# INSTRUCTIONS FOR THE TASK:
The entries below are to be duplicated exactly, with nothing left out.

# DATA LISTING:
------------------------------
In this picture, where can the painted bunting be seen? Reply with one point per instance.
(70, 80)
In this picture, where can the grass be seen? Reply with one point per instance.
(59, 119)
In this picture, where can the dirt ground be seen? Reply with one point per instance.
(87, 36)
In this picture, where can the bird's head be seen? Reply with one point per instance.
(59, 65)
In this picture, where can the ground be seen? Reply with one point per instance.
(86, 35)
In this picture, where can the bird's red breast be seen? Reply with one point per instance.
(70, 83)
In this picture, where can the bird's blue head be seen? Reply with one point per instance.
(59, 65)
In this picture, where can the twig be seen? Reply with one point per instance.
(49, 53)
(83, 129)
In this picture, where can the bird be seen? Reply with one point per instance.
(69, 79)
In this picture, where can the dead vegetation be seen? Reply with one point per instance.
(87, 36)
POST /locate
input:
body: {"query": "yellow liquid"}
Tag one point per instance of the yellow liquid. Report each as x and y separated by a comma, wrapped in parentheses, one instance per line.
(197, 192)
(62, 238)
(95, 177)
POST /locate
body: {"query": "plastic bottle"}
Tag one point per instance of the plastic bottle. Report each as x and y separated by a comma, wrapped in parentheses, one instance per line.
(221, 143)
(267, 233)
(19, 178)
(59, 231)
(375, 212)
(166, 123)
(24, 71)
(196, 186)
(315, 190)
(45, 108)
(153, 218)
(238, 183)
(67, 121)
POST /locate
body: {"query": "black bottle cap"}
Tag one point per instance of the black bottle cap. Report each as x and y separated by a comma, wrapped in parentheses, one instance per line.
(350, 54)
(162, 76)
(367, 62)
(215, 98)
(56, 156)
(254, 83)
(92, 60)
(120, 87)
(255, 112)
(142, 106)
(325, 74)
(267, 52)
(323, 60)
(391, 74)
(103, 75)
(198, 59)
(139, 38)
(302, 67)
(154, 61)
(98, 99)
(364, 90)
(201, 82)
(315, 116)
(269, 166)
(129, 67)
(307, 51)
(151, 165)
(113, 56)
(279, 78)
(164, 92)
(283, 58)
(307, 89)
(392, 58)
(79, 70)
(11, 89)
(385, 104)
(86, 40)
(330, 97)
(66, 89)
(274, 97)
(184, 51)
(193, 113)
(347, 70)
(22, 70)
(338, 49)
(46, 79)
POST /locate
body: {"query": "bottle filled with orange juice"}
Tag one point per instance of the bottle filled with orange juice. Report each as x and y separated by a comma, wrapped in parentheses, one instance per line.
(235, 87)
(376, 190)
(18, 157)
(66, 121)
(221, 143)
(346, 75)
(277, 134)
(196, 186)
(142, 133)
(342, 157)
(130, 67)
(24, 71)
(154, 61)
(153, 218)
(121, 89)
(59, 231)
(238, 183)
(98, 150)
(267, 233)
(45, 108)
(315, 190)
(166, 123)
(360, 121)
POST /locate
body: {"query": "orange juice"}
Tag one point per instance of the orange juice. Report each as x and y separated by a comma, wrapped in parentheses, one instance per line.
------------------------------
# YOUR SOLUTION:
In this picture, where can the painted bunting be seen? Reply with one point per instance.
(70, 80)
In this picture, where can the grass be seen? Reply with one point per instance.
(59, 119)
In this picture, where can the dirt ground be seen? Reply with one point per instance.
(87, 36)
In this picture, where can the bird's head be seen? Reply with one point per instance.
(59, 65)
In this picture, where can the ground be seen? Reply with one point per instance.
(86, 35)
In this picture, where can the bird's red breast be seen? Reply with one point per instance.
(70, 83)
In this picture, where can the bird's blue head be seen? Reply with one point per instance.
(59, 65)
In this picture, where can the twig be seen? Reply with one point per instance.
(49, 53)
(83, 129)
In this picture, where can the bird be seen? Reply with one point per instance.
(69, 79)
In this picture, where can the dead vegetation be seen? Reply with one point per instance.
(87, 36)
POST /locate
input:
body: {"query": "yellow liquid"}
Tag one point per instance of the yellow liquid. Report each as x and y separated by a comma, wrapped in parentheses, one instance per line.
(197, 192)
(62, 238)
(95, 177)
POST /locate
body: {"query": "plastic bottle"}
Tag one point per instance of the plastic bottle. Report each as x and y separated by a comma, wrapped in parentheses, one instance per line.
(221, 143)
(267, 233)
(19, 178)
(59, 231)
(375, 212)
(166, 123)
(24, 71)
(196, 186)
(315, 190)
(45, 108)
(153, 218)
(238, 183)
(67, 121)
POST /locate
body: {"query": "black bottle cap"}
Tag one point per instance of the black bottle cap. Report each as x and y separated by a comma, wrapped in parentheses, one instance per line.
(350, 54)
(162, 76)
(367, 62)
(215, 98)
(56, 156)
(254, 83)
(92, 60)
(120, 87)
(255, 112)
(142, 106)
(325, 74)
(267, 52)
(323, 60)
(391, 74)
(103, 75)
(198, 59)
(139, 38)
(302, 67)
(154, 61)
(98, 99)
(364, 90)
(201, 82)
(315, 116)
(269, 166)
(129, 67)
(307, 51)
(151, 165)
(113, 56)
(279, 78)
(164, 92)
(283, 58)
(307, 89)
(392, 58)
(79, 70)
(11, 89)
(385, 104)
(86, 40)
(330, 97)
(66, 89)
(274, 97)
(184, 51)
(193, 113)
(347, 70)
(22, 70)
(338, 49)
(46, 79)
POST /locate
body: {"query": "bottle filled with orange juice"}
Tag one point per instance of the bottle filled with orange juice. Report each as x and y separated by a comma, wrapped in parentheses, one instance per line.
(235, 87)
(376, 190)
(18, 157)
(66, 121)
(221, 143)
(346, 75)
(277, 134)
(196, 186)
(142, 133)
(342, 157)
(130, 67)
(24, 71)
(154, 61)
(153, 218)
(121, 89)
(59, 231)
(238, 183)
(98, 150)
(267, 233)
(45, 108)
(315, 190)
(166, 123)
(360, 121)
POST /locate
body: {"query": "orange juice"}
Tag one point per instance of the orange juice. Report each as x and y separated by a comma, wrapped in parentheses, one instance per line.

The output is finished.